▸ **ФРАГМЕНТ СТРАНИЦЫ**
:::

Когда я вернулся, один из часовых спросил меня, где я научился говорить по-румынски.
— В Трансильвании, — ответил я. — В детстве жил там.
Часовые замолчали после этого, а я вскоре уснул. Разбудил меня часовой и подал большую кружку молока, кусок белого хлеба с апельсиновым вареньем. К варенью и хлебу я не притронулся, а молоко выпил залпом и снова уснул.
Утром часовые сменились. Румыны попрощались со мной, пожелав мне скорейшего возвращения домой.
После завтрака нас на грузовике повезли куда-то дальше. Переехали через Дон и остановились на станции Давыдовка. В дорогу нам дали два мешка с продуктами. Один из мешков мы несли сами, чтобы часовой был свободен от ноши. Майор Чатхо и старший лейтенант Эндреди наотрез отказались нести мешок, ссылаясь на свои офицерские звания. Они пристроились к генералу Штомму, который шел на костылях, говорили, что будут помогать ему.
У меня ноги тоже были перебинтованы, однако, несмотря на это, я взвалил себе на плечи мешок с продуктами и зашагал рядом с первым часовым. Ноги сильно болели, но я старался не замечать этого и не отставал.

:::

▸ **СПИСОК ДАННЫХ**
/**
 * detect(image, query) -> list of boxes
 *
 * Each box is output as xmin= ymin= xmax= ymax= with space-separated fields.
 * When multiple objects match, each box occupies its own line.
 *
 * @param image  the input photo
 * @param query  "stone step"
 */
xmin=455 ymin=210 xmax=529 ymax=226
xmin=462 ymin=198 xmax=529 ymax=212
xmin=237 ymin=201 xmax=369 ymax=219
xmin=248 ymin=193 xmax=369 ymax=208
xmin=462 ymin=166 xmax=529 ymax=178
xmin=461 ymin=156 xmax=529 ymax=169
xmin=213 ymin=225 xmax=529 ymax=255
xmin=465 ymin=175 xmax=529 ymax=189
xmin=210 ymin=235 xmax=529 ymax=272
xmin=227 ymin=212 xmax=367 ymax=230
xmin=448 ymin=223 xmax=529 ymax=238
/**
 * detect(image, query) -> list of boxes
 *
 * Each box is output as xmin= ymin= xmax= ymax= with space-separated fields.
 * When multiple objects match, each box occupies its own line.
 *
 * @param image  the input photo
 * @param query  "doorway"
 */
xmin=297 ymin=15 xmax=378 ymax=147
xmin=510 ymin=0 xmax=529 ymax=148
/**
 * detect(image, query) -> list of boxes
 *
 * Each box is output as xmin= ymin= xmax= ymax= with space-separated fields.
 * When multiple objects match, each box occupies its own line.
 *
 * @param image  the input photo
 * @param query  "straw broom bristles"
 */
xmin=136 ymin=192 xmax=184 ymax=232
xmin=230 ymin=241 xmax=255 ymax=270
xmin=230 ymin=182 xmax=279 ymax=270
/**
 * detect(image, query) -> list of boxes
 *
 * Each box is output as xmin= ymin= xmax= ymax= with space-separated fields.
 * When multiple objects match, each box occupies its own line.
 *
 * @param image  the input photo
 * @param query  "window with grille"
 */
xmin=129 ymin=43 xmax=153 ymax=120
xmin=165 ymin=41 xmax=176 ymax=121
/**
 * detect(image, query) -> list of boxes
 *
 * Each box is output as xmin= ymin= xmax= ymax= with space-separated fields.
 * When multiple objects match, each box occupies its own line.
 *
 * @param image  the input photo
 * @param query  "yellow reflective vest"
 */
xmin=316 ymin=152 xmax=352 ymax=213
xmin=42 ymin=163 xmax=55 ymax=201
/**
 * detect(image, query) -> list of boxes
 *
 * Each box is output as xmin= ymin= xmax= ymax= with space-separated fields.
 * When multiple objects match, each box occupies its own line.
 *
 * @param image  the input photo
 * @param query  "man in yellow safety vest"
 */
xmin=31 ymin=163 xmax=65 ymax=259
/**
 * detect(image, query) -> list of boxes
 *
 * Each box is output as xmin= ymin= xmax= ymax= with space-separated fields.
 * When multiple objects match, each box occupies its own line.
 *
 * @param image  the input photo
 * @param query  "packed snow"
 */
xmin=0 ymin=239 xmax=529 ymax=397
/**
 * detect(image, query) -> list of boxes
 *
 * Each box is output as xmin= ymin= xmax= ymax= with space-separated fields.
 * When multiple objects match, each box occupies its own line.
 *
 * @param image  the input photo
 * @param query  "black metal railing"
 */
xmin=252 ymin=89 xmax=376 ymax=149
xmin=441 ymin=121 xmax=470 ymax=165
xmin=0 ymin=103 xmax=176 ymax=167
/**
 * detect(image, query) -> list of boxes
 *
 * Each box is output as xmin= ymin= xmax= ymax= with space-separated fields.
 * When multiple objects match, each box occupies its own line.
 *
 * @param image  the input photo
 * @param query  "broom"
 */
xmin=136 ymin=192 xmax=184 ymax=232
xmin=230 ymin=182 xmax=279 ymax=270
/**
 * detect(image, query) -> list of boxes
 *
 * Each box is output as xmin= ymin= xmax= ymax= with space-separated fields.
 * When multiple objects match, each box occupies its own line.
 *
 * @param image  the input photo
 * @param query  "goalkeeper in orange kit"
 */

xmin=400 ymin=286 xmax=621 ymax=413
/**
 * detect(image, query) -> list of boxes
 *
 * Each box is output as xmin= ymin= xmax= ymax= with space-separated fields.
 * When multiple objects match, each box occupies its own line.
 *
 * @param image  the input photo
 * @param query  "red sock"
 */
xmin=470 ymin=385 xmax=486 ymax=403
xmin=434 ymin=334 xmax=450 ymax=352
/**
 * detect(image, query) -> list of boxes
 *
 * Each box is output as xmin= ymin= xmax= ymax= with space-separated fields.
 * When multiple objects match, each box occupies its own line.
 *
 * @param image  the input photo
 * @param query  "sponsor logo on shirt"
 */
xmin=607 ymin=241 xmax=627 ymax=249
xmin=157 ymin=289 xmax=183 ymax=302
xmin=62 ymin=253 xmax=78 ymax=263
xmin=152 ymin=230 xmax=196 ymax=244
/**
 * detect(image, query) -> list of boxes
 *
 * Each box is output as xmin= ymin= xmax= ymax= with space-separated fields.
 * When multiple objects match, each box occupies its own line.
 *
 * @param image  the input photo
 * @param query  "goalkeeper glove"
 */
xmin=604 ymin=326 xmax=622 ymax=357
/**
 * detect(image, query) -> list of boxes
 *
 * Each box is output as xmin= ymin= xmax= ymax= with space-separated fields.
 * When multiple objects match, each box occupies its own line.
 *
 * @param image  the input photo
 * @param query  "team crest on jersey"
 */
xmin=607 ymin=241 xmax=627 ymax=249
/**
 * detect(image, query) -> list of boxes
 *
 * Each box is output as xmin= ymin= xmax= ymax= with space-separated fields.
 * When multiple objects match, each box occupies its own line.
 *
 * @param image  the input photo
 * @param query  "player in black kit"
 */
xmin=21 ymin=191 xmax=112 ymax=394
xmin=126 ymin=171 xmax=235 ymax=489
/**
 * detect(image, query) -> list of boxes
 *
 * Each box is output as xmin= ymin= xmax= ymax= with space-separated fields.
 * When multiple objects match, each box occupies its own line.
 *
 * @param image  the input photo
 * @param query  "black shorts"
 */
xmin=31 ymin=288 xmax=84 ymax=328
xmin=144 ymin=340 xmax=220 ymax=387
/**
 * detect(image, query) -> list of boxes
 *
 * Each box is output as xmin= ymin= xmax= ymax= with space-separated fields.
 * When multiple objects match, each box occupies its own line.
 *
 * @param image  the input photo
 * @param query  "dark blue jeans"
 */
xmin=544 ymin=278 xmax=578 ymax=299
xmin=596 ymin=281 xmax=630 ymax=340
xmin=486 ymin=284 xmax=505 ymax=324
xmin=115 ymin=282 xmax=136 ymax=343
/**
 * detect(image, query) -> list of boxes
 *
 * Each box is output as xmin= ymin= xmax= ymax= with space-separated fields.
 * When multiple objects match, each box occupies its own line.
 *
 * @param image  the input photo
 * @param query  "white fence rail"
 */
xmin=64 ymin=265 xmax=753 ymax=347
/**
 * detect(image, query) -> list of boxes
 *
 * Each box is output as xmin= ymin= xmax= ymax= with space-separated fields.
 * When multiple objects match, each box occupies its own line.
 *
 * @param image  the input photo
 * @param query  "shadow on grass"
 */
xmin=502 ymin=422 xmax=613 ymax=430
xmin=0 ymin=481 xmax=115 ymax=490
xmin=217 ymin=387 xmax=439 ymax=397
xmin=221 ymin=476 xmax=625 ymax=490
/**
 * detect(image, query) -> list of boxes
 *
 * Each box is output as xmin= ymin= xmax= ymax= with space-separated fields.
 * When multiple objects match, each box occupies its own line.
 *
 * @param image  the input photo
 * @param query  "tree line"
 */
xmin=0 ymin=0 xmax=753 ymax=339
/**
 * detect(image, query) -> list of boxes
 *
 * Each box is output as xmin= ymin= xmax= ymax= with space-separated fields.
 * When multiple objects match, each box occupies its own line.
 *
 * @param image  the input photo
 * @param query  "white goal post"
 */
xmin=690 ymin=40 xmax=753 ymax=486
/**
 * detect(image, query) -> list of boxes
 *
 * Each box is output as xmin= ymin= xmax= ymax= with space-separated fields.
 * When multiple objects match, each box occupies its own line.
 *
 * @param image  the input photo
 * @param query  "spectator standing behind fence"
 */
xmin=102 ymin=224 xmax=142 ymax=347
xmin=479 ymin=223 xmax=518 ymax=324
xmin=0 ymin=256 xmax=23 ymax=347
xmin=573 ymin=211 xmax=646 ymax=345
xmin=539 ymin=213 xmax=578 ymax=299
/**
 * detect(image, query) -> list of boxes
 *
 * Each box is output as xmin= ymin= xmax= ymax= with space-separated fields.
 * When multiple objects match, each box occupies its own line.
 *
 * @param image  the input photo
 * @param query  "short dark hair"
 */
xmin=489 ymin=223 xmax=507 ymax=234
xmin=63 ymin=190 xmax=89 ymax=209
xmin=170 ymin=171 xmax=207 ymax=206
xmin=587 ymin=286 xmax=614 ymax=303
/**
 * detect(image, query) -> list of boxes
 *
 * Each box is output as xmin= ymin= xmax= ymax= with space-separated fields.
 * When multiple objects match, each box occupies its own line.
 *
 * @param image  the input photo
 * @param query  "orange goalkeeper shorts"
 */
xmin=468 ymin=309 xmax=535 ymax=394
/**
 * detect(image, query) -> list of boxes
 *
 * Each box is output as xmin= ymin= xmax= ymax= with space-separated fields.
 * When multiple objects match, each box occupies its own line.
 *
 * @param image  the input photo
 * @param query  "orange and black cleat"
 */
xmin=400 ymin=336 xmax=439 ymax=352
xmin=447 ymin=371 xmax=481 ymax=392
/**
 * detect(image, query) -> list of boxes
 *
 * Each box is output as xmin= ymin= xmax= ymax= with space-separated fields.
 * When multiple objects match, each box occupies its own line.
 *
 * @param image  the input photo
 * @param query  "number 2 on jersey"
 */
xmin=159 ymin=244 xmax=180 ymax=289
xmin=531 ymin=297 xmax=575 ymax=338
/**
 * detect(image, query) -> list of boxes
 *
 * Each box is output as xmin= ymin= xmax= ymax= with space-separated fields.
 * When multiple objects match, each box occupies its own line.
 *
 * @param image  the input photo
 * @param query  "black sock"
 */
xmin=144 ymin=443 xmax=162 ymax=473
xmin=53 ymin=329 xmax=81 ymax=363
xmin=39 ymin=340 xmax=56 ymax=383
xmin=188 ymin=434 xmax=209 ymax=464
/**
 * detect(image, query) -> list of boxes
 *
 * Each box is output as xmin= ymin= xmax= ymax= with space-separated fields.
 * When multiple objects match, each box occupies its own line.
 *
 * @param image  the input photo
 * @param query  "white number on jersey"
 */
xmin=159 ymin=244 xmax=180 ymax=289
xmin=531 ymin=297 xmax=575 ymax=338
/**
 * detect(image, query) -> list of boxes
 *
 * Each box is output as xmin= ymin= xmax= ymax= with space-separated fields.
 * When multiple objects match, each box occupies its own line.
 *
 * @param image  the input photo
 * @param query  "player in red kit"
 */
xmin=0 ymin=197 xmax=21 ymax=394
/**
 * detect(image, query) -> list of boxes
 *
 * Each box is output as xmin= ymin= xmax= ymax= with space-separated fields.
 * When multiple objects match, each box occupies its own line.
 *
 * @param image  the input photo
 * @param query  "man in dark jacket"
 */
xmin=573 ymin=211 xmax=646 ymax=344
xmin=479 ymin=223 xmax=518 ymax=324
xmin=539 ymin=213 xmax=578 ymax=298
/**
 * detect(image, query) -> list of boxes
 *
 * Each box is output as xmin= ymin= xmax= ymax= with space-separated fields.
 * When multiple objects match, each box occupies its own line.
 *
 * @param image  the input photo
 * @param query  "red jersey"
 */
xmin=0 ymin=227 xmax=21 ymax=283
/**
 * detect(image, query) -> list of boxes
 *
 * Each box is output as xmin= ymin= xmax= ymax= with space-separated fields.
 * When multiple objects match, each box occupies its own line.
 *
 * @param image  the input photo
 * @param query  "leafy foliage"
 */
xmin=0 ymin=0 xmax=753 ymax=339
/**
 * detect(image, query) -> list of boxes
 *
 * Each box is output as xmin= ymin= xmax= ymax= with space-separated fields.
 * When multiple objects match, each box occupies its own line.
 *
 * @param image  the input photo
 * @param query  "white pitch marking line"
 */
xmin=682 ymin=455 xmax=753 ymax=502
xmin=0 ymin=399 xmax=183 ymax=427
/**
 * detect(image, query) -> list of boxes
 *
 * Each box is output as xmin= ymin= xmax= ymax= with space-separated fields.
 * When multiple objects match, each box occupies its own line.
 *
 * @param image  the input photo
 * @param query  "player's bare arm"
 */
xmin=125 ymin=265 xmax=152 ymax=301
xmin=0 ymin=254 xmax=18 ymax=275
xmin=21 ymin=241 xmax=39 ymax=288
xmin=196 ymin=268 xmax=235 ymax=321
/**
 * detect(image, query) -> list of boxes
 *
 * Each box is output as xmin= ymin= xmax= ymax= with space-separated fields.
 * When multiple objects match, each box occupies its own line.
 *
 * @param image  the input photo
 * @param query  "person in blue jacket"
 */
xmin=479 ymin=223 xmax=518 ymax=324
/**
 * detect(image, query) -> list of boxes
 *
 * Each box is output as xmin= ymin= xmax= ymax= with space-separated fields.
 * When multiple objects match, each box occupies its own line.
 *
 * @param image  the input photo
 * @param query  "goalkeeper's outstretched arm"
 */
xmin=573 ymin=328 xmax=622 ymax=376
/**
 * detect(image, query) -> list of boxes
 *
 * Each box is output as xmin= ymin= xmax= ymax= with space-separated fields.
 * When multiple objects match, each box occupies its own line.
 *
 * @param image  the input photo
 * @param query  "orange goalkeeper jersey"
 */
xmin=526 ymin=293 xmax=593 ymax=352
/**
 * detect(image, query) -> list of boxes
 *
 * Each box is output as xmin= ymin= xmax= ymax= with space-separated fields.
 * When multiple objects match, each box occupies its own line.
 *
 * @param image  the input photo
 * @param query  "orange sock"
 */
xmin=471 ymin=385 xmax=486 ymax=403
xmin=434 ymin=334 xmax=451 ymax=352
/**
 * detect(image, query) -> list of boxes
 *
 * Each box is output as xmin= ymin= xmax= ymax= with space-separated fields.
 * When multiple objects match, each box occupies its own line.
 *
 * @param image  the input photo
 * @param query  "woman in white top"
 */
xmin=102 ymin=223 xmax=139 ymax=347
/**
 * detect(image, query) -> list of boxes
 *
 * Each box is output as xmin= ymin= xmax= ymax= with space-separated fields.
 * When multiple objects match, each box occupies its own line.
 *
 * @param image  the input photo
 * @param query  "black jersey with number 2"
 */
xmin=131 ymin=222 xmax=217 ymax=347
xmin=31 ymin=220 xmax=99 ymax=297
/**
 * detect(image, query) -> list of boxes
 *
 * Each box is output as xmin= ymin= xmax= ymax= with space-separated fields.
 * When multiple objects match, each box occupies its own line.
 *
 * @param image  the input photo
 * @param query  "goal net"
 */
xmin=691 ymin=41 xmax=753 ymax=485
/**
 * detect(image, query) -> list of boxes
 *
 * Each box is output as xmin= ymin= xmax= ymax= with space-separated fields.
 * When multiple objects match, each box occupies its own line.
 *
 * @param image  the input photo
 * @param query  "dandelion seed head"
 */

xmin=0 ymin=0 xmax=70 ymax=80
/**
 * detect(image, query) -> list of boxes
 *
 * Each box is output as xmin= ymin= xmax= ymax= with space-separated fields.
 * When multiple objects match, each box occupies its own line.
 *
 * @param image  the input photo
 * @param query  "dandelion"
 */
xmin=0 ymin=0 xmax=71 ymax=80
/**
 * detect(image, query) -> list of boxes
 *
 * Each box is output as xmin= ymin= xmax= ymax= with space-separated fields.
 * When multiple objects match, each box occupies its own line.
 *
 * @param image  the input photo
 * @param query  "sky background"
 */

:::

▸ **ЗАДАНИЕ**
Повторите из фрагмента страницы отрезок от слов «После завтрака нас» до слов «будут помогать ему.» включительно, переименовав в нем «грузовике» в «автомобиле».

▸ **РЕЗУЛЬТАТ ЗАДАНИЯ**
После завтрака нас на автомобиле повезли куда-то дальше. Переехали через Дон и остановились на станции Давыдовка. В дорогу нам дали два мешка с продуктами. Один из мешков мы несли сами, чтобы часовой был свободен от ноши. Майор Чатхо и старший лейтенант Эндреди наотрез отказались нести мешок, ссылаясь на свои офицерские звания. Они пристроились к генералу Штомму, который шел на костылях, говорили, что будут помогать ему.